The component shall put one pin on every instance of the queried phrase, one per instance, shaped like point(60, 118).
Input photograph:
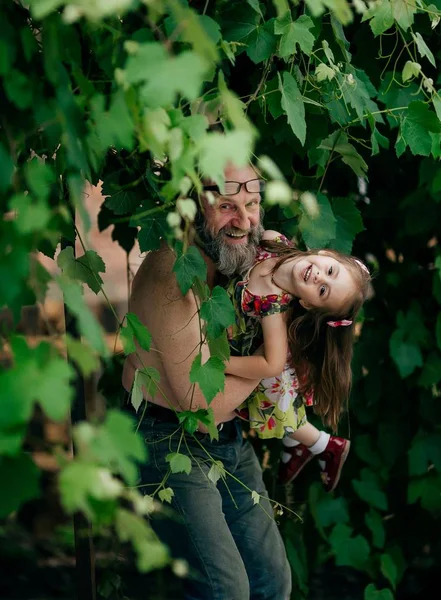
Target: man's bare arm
point(174, 324)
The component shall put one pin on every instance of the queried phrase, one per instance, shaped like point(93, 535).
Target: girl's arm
point(275, 351)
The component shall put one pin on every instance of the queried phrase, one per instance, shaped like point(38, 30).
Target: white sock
point(320, 444)
point(289, 441)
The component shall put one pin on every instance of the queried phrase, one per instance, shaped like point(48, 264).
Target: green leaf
point(349, 223)
point(6, 169)
point(144, 385)
point(368, 488)
point(406, 355)
point(381, 17)
point(39, 375)
point(261, 43)
point(410, 70)
point(153, 229)
point(377, 140)
point(389, 569)
point(82, 355)
point(255, 5)
point(349, 551)
point(338, 142)
point(191, 420)
point(87, 268)
point(139, 330)
point(87, 323)
point(317, 232)
point(423, 49)
point(374, 521)
point(217, 150)
point(114, 444)
point(292, 104)
point(187, 267)
point(403, 12)
point(438, 330)
point(217, 312)
point(181, 75)
point(331, 511)
point(80, 483)
point(436, 99)
point(247, 28)
point(293, 33)
point(22, 479)
point(426, 490)
point(431, 373)
point(416, 125)
point(18, 89)
point(425, 451)
point(39, 178)
point(322, 72)
point(127, 340)
point(166, 495)
point(255, 497)
point(210, 376)
point(198, 30)
point(219, 346)
point(31, 216)
point(371, 593)
point(151, 553)
point(217, 471)
point(179, 463)
point(120, 202)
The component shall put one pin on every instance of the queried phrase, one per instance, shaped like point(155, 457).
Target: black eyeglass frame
point(215, 188)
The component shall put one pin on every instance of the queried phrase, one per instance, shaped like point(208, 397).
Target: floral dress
point(275, 408)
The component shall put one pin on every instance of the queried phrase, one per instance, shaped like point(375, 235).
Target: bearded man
point(232, 545)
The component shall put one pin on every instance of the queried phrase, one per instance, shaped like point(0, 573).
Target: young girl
point(306, 303)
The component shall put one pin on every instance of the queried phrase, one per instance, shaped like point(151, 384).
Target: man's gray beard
point(232, 259)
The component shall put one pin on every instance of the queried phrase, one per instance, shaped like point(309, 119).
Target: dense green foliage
point(340, 106)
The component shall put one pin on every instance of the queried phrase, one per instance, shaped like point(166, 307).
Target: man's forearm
point(235, 393)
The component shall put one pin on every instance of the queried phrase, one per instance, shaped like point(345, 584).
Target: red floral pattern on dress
point(262, 306)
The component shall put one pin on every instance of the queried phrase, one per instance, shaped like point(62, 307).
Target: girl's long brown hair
point(320, 354)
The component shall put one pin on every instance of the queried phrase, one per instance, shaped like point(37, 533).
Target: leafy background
point(339, 103)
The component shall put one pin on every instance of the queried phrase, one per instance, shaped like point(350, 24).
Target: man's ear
point(305, 304)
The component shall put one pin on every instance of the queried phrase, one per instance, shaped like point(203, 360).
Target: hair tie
point(343, 323)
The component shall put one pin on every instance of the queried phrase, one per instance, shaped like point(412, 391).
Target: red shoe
point(331, 461)
point(300, 456)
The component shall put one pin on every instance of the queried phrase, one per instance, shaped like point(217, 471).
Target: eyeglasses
point(231, 188)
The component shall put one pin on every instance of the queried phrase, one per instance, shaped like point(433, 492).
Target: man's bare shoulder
point(155, 282)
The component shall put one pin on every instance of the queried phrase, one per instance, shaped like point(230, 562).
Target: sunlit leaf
point(210, 376)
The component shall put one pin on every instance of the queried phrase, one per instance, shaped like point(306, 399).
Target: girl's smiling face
point(322, 281)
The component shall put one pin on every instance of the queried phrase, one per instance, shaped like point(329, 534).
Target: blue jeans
point(232, 545)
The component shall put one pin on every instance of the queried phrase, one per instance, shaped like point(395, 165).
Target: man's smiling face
point(232, 227)
point(234, 216)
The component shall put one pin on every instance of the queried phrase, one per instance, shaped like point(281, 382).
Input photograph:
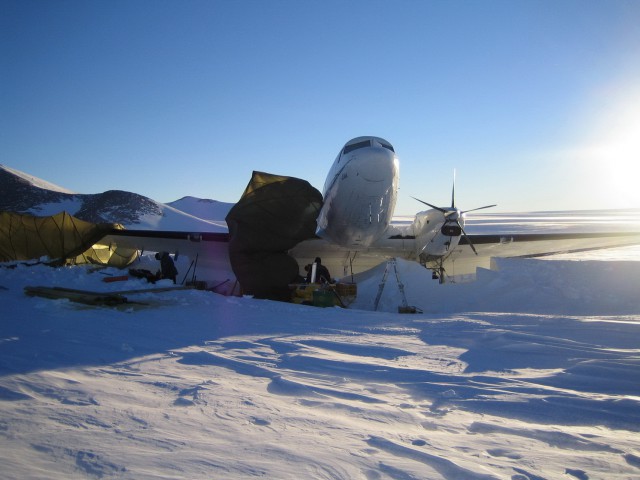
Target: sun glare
point(610, 159)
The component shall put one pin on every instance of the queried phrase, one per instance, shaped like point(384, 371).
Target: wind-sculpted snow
point(190, 384)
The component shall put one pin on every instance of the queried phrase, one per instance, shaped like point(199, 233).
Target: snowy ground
point(530, 372)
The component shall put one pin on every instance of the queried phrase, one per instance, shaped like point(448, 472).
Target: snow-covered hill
point(22, 193)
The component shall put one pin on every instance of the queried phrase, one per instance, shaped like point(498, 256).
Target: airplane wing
point(343, 262)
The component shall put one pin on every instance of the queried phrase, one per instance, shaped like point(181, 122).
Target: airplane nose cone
point(376, 166)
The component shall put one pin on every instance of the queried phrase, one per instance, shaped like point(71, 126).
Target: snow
point(531, 371)
point(177, 220)
point(37, 182)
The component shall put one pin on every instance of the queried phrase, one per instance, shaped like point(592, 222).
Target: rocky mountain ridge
point(22, 193)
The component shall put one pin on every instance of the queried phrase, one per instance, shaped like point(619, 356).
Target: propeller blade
point(453, 190)
point(479, 208)
point(432, 206)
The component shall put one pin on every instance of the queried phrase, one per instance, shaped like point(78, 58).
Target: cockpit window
point(386, 145)
point(356, 146)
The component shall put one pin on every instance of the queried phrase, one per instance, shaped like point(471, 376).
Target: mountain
point(23, 193)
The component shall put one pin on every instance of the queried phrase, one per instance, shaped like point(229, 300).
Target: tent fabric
point(61, 237)
point(274, 214)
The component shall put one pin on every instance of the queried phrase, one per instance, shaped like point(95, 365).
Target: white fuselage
point(359, 193)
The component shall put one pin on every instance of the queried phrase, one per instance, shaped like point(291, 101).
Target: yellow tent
point(60, 237)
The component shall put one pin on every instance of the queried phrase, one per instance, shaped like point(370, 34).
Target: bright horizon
point(535, 104)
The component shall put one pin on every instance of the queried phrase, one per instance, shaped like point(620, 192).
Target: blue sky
point(536, 104)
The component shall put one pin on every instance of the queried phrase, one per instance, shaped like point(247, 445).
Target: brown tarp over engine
point(61, 237)
point(274, 214)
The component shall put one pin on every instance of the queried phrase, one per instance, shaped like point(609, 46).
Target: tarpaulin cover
point(59, 237)
point(274, 214)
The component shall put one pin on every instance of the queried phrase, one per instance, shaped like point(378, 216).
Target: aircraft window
point(356, 146)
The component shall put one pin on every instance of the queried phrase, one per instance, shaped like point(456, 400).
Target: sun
point(610, 156)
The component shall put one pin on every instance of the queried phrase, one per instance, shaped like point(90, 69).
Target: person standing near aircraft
point(322, 272)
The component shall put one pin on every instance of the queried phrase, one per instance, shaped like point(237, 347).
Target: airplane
point(350, 226)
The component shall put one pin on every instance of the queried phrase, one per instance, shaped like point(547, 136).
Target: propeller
point(452, 215)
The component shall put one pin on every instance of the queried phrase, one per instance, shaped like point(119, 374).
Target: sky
point(535, 104)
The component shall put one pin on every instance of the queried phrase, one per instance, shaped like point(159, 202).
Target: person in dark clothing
point(322, 272)
point(167, 267)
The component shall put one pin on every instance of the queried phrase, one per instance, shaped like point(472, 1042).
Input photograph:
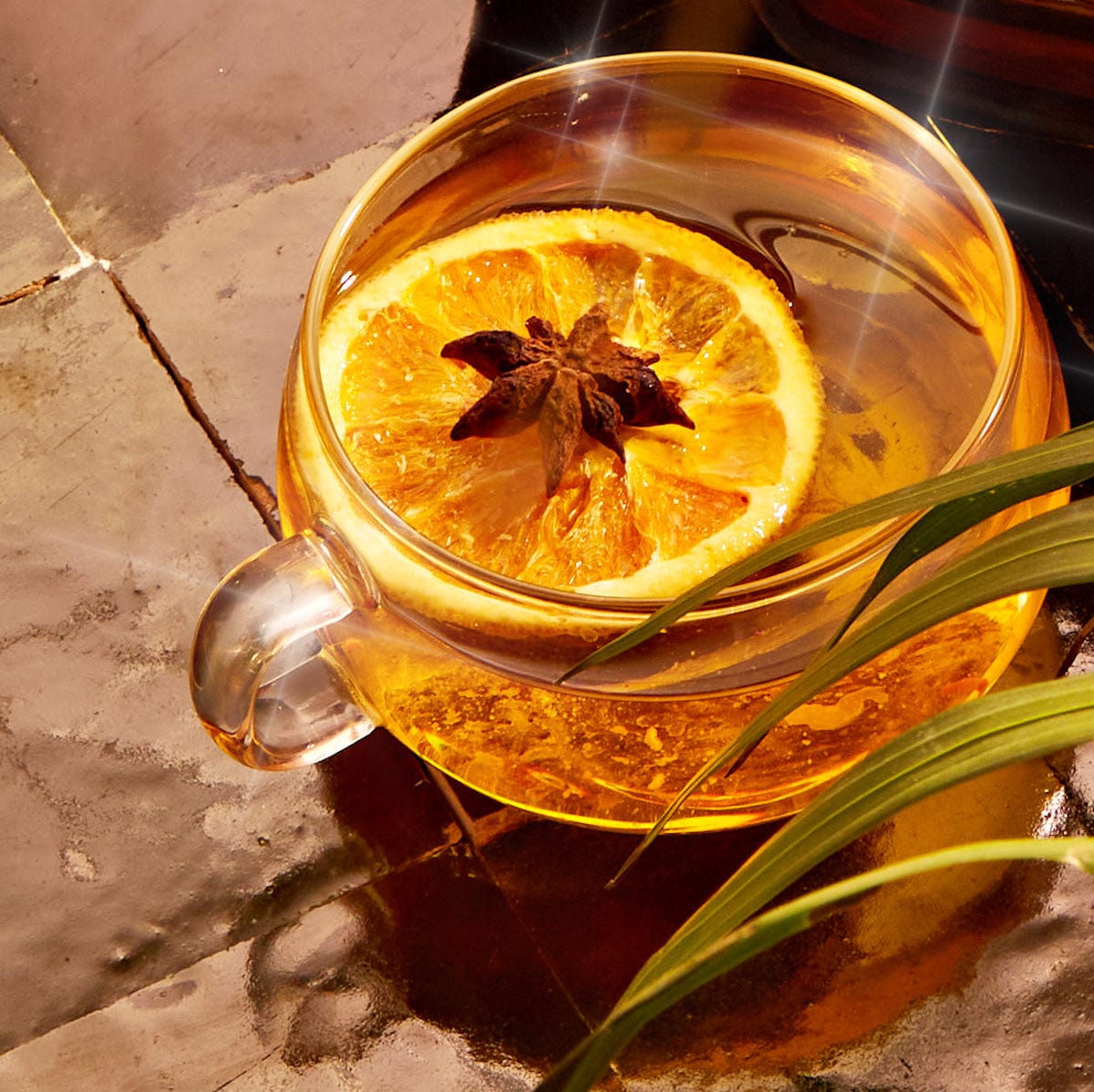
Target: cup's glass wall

________________

Output the data from the line containing "like point(395, 165)." through the line containing "point(343, 262)" as a JSON list of strings, one string per line, with blank lines and pictures left out.

[
  "The component shall put one pin on every instance of the queried phrase, one per instance, shaped like point(395, 165).",
  "Target: man's smiling face",
  "point(232, 227)",
  "point(234, 216)",
  "The component shall put one pin on every instance of the queried phrase, one per instance, shaped like point(281, 382).",
  "Input photograph:",
  "Target: sun glare",
  "point(610, 159)",
  "The component shall put one pin on every instance of the queried phrase, one per instance, shaped like point(384, 371).",
  "Target: wind-sculpted snow",
  "point(190, 384)",
  "The component shall put one pin on every instance of the queried phrase, one per instance, shaped like point(199, 233).",
  "Target: snowy ground",
  "point(530, 372)",
  "The component shall put one pin on every instance of the queried phrase, one per instance, shaped like point(448, 472).",
  "Target: snow-covered hill",
  "point(22, 193)",
  "The component shall put one pin on every instance of the queried phrase, one per instance, shaped like point(498, 256).",
  "Target: airplane wing",
  "point(343, 262)"
]